### Stated problem
Exactly repeat the line that contains "of the young", then every line after it up to and including the final line.

### Provided data
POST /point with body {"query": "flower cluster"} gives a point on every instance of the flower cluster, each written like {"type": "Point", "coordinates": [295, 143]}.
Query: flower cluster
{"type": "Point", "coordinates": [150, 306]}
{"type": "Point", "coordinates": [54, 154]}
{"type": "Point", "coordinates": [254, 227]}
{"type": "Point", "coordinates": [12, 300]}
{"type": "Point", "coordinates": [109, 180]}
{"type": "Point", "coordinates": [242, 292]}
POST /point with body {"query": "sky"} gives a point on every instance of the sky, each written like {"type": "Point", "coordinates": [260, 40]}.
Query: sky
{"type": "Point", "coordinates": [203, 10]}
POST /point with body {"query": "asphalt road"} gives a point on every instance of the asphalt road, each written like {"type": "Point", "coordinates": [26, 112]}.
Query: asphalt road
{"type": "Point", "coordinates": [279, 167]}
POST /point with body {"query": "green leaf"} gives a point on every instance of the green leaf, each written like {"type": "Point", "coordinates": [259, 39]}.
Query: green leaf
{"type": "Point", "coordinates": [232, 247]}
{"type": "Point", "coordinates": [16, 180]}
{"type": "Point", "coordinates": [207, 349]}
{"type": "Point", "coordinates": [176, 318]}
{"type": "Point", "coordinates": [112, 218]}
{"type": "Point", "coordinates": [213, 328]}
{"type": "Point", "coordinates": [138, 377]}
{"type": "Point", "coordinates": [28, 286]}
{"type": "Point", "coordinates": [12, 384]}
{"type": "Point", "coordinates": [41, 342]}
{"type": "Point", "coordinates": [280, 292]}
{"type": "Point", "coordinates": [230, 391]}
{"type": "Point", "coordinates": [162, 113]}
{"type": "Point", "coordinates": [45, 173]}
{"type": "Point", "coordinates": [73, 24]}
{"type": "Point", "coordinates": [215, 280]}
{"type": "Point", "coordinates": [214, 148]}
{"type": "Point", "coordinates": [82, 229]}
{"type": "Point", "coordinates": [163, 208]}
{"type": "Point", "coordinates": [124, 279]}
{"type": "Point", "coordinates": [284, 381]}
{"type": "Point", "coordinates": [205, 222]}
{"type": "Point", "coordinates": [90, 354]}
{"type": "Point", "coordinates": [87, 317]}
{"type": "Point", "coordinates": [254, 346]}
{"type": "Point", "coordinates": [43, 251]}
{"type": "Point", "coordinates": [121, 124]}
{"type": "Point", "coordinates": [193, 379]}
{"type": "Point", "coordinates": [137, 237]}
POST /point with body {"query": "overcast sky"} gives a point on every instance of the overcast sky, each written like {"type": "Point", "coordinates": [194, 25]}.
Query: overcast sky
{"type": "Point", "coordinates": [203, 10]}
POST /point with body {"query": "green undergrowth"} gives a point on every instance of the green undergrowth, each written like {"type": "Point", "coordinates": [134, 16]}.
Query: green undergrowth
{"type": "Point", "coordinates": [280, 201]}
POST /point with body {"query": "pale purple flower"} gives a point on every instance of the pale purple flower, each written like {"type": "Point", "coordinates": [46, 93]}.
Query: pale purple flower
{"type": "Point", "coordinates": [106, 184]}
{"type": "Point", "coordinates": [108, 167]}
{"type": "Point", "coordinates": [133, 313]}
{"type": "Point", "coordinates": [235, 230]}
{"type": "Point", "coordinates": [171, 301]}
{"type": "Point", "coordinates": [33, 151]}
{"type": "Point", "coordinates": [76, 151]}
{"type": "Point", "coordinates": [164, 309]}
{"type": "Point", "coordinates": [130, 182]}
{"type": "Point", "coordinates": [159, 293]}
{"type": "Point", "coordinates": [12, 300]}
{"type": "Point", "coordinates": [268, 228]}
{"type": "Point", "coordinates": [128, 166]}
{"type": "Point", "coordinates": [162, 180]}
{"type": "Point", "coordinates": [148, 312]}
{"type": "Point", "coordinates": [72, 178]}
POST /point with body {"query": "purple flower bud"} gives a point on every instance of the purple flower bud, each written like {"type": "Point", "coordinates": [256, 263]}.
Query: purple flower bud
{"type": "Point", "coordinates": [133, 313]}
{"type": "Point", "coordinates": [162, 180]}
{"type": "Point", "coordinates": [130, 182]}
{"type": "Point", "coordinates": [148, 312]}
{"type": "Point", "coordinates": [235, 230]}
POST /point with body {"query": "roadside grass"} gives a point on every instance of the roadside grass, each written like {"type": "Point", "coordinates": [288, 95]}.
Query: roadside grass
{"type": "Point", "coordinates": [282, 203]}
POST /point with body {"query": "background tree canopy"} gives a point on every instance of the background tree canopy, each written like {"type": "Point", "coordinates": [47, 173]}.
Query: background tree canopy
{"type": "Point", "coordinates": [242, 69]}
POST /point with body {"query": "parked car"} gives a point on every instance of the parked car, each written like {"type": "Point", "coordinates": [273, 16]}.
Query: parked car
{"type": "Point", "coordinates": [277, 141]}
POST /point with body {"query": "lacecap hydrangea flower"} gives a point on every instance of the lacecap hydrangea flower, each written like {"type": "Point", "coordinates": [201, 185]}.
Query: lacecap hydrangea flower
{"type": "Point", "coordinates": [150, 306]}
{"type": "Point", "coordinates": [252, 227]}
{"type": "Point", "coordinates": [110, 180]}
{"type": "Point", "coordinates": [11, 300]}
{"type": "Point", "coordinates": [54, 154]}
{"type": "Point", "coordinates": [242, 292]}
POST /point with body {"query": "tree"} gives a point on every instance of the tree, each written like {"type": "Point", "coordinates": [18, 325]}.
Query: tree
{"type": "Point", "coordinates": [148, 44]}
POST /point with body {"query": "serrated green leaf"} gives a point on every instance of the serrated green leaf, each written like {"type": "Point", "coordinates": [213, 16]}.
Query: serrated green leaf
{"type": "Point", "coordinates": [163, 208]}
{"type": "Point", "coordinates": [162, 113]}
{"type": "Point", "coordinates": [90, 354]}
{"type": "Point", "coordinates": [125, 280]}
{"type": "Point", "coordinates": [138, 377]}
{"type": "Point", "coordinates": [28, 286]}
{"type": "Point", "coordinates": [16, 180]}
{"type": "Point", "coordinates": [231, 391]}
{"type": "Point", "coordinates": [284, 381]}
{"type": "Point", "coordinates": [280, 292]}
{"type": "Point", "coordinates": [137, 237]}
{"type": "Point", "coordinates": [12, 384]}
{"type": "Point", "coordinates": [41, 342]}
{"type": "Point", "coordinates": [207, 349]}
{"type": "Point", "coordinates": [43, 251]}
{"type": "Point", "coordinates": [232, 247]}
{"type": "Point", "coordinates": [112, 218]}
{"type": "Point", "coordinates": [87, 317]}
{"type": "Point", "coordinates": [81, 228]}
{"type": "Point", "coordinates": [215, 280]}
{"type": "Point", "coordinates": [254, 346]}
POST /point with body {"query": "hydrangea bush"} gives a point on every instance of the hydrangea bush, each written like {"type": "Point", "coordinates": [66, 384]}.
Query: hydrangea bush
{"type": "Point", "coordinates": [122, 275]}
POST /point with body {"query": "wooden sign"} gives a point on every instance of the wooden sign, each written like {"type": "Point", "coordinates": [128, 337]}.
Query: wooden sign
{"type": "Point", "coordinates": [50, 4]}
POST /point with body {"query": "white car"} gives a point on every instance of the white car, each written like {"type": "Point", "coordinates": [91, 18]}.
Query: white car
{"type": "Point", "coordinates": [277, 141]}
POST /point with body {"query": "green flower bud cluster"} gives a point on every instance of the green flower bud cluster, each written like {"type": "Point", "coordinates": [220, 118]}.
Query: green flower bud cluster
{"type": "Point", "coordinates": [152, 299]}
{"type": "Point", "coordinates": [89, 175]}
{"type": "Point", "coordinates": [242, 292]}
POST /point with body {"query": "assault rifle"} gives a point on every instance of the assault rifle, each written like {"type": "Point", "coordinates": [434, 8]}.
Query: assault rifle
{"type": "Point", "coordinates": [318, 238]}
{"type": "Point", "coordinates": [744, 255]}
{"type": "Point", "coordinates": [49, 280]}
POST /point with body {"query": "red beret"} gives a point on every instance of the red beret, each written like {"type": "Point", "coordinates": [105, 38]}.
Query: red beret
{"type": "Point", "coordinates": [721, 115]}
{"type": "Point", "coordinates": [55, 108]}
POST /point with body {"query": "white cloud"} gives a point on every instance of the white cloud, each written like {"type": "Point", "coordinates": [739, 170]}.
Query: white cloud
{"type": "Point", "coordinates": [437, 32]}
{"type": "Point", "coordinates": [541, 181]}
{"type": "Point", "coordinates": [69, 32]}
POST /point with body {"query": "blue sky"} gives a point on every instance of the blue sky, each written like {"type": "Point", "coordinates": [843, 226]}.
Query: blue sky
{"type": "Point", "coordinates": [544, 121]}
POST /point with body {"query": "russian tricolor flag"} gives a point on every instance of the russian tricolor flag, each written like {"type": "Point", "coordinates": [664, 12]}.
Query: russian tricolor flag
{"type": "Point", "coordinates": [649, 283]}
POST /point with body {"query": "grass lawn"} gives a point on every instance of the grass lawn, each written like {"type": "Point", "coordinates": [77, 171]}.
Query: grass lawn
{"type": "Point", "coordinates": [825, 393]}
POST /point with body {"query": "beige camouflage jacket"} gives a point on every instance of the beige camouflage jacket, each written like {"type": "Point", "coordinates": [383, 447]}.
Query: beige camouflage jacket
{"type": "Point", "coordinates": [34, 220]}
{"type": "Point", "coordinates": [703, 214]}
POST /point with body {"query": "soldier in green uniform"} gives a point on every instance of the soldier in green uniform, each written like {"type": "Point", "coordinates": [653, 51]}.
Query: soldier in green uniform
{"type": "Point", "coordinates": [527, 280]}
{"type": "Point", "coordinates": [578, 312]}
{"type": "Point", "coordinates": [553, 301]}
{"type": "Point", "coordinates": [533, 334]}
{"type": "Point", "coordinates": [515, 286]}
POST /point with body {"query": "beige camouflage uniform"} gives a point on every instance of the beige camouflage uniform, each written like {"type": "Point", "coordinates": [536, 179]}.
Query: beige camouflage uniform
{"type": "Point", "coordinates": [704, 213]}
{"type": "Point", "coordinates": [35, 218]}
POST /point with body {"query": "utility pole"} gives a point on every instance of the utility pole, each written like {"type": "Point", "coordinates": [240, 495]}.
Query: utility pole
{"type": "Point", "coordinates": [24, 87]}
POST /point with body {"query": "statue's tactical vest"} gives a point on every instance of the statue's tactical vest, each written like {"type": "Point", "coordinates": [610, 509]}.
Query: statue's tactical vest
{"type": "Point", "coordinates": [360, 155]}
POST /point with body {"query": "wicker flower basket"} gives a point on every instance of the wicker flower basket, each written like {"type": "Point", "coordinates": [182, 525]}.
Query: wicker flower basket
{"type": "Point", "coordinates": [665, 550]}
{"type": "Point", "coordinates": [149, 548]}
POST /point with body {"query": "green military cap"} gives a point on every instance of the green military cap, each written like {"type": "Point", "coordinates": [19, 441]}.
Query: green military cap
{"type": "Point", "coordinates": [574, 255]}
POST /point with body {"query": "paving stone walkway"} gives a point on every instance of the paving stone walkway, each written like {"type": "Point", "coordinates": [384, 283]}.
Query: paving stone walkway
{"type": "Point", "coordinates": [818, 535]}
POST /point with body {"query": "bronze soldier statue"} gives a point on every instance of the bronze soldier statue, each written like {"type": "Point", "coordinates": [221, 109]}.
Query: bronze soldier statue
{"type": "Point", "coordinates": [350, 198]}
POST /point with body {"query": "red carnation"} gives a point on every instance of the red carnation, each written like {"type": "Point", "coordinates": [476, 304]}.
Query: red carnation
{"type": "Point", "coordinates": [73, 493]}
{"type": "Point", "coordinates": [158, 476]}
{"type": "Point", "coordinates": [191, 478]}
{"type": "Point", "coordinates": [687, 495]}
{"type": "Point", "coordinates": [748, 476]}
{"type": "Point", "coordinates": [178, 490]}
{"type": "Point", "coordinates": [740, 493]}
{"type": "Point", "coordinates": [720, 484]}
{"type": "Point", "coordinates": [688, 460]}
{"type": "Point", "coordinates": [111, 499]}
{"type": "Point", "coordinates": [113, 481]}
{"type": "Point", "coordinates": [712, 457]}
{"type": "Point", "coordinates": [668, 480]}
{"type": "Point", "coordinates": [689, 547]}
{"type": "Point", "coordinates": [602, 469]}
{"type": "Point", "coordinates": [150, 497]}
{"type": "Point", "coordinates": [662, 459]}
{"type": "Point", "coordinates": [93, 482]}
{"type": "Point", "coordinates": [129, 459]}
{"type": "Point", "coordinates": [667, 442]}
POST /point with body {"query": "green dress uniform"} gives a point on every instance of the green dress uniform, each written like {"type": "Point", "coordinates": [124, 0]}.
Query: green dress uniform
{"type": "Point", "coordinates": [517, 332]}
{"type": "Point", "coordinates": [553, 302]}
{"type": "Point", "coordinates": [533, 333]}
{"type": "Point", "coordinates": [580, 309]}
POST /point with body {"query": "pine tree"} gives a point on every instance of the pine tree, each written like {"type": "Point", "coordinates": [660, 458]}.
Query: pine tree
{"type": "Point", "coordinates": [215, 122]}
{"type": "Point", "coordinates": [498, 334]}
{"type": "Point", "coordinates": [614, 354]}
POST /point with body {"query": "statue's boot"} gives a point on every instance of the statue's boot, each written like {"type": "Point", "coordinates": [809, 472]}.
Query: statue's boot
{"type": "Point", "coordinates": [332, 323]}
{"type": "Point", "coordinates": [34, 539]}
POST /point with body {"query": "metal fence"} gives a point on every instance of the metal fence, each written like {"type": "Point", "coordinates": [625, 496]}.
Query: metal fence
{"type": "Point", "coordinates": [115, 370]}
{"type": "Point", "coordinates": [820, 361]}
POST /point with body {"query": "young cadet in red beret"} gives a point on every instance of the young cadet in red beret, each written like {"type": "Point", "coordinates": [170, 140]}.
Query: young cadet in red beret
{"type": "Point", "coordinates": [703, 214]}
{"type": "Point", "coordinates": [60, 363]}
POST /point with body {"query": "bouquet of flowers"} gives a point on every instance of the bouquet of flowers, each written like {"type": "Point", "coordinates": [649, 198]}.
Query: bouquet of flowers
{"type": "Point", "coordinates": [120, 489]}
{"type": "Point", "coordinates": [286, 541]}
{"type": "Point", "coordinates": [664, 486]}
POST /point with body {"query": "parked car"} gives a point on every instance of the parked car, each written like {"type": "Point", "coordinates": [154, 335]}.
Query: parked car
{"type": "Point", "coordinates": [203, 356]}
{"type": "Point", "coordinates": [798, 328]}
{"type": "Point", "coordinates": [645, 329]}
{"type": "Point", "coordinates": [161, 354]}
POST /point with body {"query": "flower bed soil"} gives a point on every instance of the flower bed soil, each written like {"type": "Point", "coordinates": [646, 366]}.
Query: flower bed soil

### Answer for this exercise
POST /point with body {"query": "young cadet in red beret"} gives a point on every instance of the young cadet in red beret, each written like {"type": "Point", "coordinates": [170, 140]}.
Query: young cadet in red beret
{"type": "Point", "coordinates": [703, 214]}
{"type": "Point", "coordinates": [60, 363]}
POST /point with body {"query": "bouquet of flowers"} gives a point on every instance of the bouquet of flowers, each written like {"type": "Point", "coordinates": [649, 198]}.
Query: bouquet of flowers
{"type": "Point", "coordinates": [120, 489]}
{"type": "Point", "coordinates": [286, 541]}
{"type": "Point", "coordinates": [664, 486]}
POST /point with body {"query": "parked car"} gives a point on every instance of the parked car, each written like {"type": "Point", "coordinates": [154, 335]}.
Query: parked car
{"type": "Point", "coordinates": [203, 356]}
{"type": "Point", "coordinates": [798, 328]}
{"type": "Point", "coordinates": [645, 329]}
{"type": "Point", "coordinates": [161, 354]}
POST /point with body {"query": "flower bed soil"} gives a point on every instance of the flower bed soil, each written like {"type": "Point", "coordinates": [646, 366]}.
Query: flower bed soil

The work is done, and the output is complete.